--- Text extract ---
- MS 436 highlighted in pink

Route information
- Maintained by MDOT
- Length: 11.147 mi (17.939 km)
- Existed: c. 1957–present

Major junctions
- West end: Eastside Lake Washington Road in Glen Allan
- East end: US 61 near Percy

Location
- Country: United States
- State: Mississippi
- Counties: Washington

Highway system
- Mississippi State Highway System; Interstate; US; State;
| ← MS 434 |  | → MS 438 |

= Mississippi Highway 436 =

Highway in Mississippi

Mississippi Highway 436 (MS 436) is a state highway in western Mississippi. The route starts at Eastside Lake Washington Road in Glen Allan and travels eastward. The road intersects MS 1 in Hampton and turns northeastward. It ends near Percy at U.S. Route 61 (US 61). MS 436 was designated in 1957, along a road from US 61 to a point near the Washington–Sharkey county line. The route was extended westward to Glen Allan along a state-maintained road in 1958, and also eastward to Belzoni via a county road in 1967. The route east of US 61 was decommissioned by 1967.

==Route description==

All of the route is located in Washington County. MS 436 is legally defined in Mississippi Code § 65-3-3, and all of it is maintained by the Mississippi Department of Transportation (MDOT), as part of the Mississippi State Highway System.

--- Given instruction ---
Copy the part of the Mississippi Highway 436 article between "Mississippi Highway 436 (MS" and "decommissioned by 1967.", inclusive. The material that comes next has nothing to do with this.

--- Material provided ---
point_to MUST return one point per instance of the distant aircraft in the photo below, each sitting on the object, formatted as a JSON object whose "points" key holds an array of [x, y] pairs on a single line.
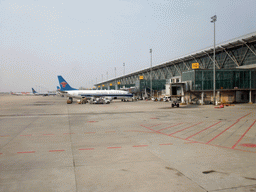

--- Solved exercise ---
Mississippi Highway 436 (MS 436) is a state highway in western Mississippi. The route starts at Eastside Lake Washington Road in Glen Allan and travels eastward. The road intersects MS 1 in Hampton and turns northeastward. It ends near Percy at U.S. Route 61 (US 61). MS 436 was designated in 1957, along a road from US 61 to a point near the Washington–Sharkey county line. The route was extended westward to Glen Allan along a state-maintained road in 1958, and also eastward to Belzoni via a county road in 1967. The route east of US 61 was decommissioned by 1967.